UNITED STATES

SECURITIES AND EXCHANGE COMMISSION

Washington, D.C. 20549

FORM 8-K/A

 

CURRENT REPORT

Pursuant to Section 13 or 15(d) of the Securities Exchange Act of 1934

Date of Report (Date of earliest event reported): December 1, 2017 (June 29, 2017)

Blue Sphere Corporation

(Exact name of registrant as specified in its charter)

Nevada   000-55127   98-0550257
(State or other jurisdiction of incorporation)   (Commission File Number)   (IRS Employer Identification No.)

301 McCullough Drive, 4th Floor, Charlotte, North Carolina 28262

(Address of principal executive offices) (Zip Code)

704-909-2806

(Registrant’s telephone number, including area code)


(Former Name or Former Address, if Changed since Last Report)

Check the appropriate box below if the Form 8-K filing is intended to simultaneously satisfy the filing obligation of the registrant under any of the following provisions (see General Instruction A.2. below):

☐ Written communications pursuant to Rule 425 under the Securities Act (17 CFR 230.425)

=====

> _EXERCISE DESCRIPTION_: In the SEC form header, restate the passage that begins at the words "Washington, D.C. 20549" and stops after "(June 29, 2017)", renaming "CURRENT REPORT" to "AMENDED REPORT".

> _PROVIDED DATA_:
=====

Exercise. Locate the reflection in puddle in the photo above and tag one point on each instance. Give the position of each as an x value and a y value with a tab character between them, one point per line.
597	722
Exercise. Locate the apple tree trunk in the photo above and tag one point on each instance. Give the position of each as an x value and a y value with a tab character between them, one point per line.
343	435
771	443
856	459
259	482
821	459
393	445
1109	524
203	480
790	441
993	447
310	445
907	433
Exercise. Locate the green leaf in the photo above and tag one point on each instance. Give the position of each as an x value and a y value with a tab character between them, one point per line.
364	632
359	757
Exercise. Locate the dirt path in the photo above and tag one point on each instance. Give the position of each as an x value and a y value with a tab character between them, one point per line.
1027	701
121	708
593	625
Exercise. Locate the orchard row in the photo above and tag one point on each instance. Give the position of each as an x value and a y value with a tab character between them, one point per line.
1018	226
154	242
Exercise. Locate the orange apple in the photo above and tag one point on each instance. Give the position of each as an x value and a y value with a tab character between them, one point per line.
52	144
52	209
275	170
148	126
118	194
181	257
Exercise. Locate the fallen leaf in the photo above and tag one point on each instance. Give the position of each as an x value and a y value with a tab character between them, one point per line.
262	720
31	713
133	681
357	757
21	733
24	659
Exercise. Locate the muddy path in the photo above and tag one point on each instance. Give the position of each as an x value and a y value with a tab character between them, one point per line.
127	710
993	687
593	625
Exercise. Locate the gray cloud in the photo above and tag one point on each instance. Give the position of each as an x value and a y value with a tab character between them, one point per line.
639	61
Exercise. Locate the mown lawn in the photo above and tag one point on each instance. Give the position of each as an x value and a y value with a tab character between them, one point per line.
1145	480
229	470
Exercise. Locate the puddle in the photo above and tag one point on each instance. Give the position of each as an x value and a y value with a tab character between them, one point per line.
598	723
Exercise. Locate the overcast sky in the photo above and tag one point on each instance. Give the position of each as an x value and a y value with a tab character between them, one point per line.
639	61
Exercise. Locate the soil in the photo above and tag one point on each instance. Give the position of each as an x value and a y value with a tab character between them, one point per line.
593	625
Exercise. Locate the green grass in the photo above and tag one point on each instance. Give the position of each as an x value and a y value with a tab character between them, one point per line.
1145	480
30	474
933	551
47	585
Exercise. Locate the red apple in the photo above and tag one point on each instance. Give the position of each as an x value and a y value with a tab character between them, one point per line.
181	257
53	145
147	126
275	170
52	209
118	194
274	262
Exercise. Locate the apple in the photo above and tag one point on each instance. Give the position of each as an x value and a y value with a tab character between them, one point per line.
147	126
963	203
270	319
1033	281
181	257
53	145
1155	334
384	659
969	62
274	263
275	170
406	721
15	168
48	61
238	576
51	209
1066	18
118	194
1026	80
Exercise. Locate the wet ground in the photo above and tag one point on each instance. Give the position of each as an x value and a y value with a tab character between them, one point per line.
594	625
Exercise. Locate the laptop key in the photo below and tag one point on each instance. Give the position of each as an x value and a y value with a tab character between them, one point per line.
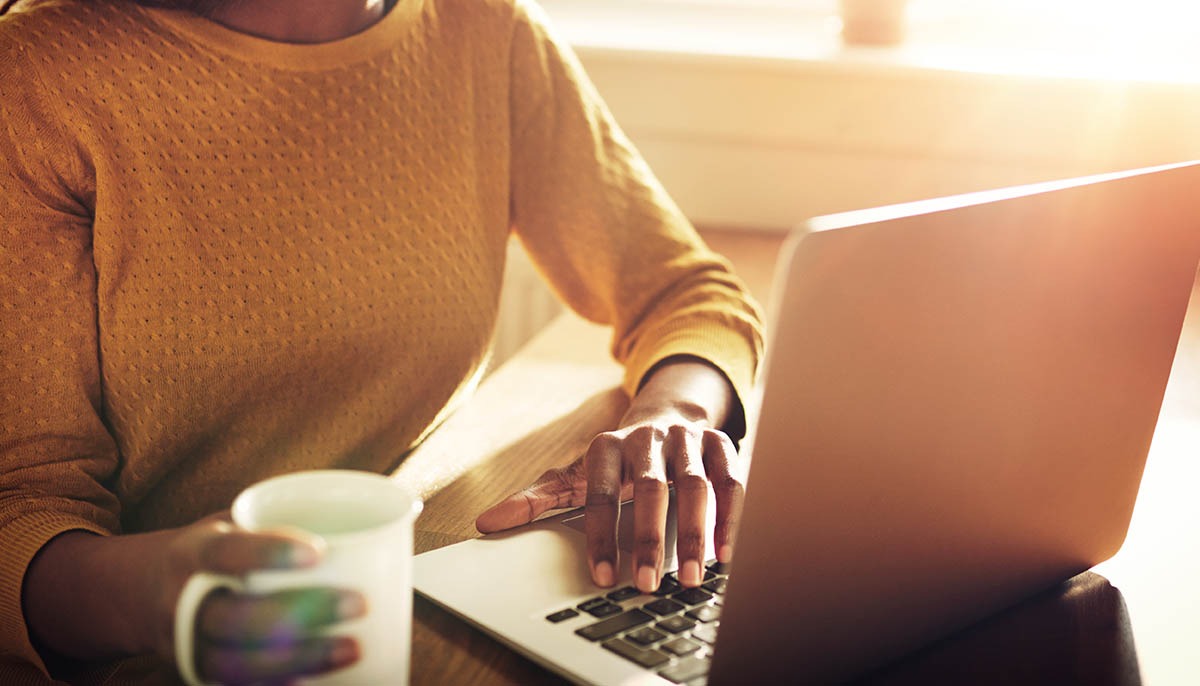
685	669
693	596
682	645
586	606
562	615
705	613
645	636
606	609
623	594
615	625
664	607
643	656
667	585
719	567
677	624
706	632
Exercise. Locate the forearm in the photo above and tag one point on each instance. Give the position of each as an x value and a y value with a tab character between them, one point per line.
85	595
684	387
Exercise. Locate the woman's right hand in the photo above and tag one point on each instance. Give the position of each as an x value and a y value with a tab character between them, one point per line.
243	638
99	597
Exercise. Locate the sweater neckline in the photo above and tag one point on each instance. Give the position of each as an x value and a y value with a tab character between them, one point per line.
373	40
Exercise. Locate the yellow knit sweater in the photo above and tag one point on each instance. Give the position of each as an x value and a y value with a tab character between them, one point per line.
225	258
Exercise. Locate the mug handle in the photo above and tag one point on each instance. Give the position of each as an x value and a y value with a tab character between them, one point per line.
199	585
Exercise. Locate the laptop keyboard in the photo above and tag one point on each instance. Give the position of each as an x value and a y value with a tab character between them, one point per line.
670	632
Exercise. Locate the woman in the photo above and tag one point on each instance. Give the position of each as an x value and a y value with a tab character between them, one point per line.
253	236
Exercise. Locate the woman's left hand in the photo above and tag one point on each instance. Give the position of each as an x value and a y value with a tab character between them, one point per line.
667	437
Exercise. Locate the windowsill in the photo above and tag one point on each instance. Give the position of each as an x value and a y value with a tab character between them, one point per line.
795	34
757	115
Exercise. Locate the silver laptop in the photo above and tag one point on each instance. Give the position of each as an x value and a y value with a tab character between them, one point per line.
954	414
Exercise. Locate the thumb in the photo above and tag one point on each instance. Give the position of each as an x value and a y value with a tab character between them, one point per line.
555	488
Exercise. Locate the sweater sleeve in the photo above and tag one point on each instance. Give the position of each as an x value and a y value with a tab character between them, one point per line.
604	232
55	453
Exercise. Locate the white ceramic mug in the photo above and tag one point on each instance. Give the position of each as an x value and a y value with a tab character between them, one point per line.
366	521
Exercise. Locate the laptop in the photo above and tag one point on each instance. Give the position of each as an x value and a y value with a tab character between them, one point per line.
954	414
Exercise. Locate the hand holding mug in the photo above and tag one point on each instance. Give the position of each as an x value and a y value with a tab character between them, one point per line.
312	578
240	637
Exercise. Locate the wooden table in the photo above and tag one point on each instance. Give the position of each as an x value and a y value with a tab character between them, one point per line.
1134	619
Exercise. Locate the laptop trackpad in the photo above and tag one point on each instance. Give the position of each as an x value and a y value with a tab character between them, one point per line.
625	530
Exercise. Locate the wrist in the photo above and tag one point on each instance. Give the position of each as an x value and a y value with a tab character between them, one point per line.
683	390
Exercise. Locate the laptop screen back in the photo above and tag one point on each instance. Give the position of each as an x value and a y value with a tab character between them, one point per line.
957	410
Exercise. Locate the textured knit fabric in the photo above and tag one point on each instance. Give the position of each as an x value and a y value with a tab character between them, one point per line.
225	258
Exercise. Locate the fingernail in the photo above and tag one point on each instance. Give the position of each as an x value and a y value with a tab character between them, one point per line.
343	651
647	579
603	573
351	605
300	555
689	573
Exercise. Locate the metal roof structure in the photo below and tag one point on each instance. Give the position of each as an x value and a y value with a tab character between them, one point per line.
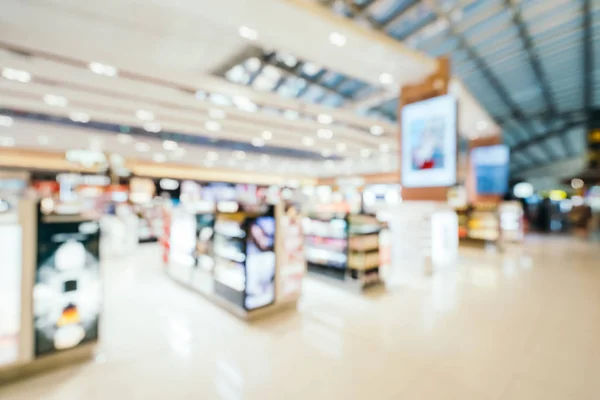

=====

> _ANSWER FOR THIS EXERCISE_:
Washington, D.C. 20549

FORM 8-K/A

 

AMENDED REPORT

Pursuant to Section 13 or 15(d) of the Securities Exchange Act of 1934

Date of Report (Date of earliest event reported): December 1, 2017 (June 29, 2017)